***** ROWS
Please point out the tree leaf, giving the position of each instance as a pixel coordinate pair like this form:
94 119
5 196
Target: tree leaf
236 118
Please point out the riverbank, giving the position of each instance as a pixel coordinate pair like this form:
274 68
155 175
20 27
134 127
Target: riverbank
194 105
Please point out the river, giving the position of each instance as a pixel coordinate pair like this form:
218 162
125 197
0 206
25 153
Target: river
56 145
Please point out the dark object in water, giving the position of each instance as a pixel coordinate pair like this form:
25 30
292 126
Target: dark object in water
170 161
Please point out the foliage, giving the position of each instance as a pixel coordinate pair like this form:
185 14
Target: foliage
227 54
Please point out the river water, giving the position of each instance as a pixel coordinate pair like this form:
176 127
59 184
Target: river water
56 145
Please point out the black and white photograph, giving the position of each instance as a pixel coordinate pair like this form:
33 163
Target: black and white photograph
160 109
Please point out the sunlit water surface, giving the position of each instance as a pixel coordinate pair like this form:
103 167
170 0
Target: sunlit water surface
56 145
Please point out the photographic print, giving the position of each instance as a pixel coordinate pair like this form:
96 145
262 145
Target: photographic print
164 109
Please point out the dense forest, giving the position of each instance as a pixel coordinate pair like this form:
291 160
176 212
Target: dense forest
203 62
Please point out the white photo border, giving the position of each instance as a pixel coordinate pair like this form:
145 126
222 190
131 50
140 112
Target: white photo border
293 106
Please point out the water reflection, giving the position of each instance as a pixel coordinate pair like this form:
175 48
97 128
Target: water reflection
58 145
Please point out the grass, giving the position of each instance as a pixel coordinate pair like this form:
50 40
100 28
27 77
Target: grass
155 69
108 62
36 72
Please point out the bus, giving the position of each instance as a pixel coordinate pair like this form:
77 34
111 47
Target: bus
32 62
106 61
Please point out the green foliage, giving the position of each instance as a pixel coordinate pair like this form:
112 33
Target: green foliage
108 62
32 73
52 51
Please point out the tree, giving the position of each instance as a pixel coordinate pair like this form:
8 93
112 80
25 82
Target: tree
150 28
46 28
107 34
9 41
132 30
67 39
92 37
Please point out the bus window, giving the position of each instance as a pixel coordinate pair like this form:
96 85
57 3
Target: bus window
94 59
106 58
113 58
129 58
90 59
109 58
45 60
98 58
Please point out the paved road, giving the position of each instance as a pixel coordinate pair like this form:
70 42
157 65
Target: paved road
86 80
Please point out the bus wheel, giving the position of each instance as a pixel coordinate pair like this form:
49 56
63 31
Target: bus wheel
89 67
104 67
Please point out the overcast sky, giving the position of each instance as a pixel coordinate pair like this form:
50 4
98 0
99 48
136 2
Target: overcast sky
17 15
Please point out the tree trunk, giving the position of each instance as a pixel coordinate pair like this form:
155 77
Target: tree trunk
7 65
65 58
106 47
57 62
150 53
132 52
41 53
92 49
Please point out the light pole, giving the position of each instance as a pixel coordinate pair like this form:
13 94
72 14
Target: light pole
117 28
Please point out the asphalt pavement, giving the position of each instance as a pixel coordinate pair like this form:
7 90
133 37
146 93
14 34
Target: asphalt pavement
**********
AIM OF THE EXERCISE :: Please scale the stretch from the line containing "Please point out the tree, giving" through the end of the items, reproducing every line in full but multiplying each answer coordinate by 1.45 and rounding to whole numbers, halves up. All other numbers stay as they are.

SOLUTION BELOW ::
Please point out the tree, giving the position of each instance as a pixel coordinate pair like this form:
8 93
112 80
25 82
Target: tree
218 41
67 41
155 49
13 59
191 44
97 57
133 54
Please point out the bus window, giving the position of each instance as a pixel coordinate pair like this form:
96 85
57 3
Target: bus window
136 86
154 84
164 84
187 84
131 86
158 84
65 87
142 84
Please point out the paved road, giving the position of each instance as a pixel coordinate pair like this form:
70 42
157 65
Target: paved road
125 116
Please point out the bus wheel, giving the position of each instance as a pixel coordinate pair like this form:
49 56
63 31
Target: bus wheel
129 97
151 97
Please point out the overcast sky, giving the position of each instance as a pixel coordinate pair like this form:
50 4
98 0
99 48
136 2
Target: overcast sky
25 22
Please point out the tree trunk, giving the position of each instance as a pixel coordinate pair like this form:
155 77
Target: tree trunk
10 94
94 84
154 68
83 90
218 77
191 75
59 77
133 71
Please point out the light pole, giving the position of each instance as a pixel coordinate pair like this form:
13 94
72 14
Target: light pole
170 41
Please point out the asphalt pavement, giving the position of each instance as a pixel coordinate pair like this form:
7 90
133 37
146 93
14 34
Target: asphalt pavement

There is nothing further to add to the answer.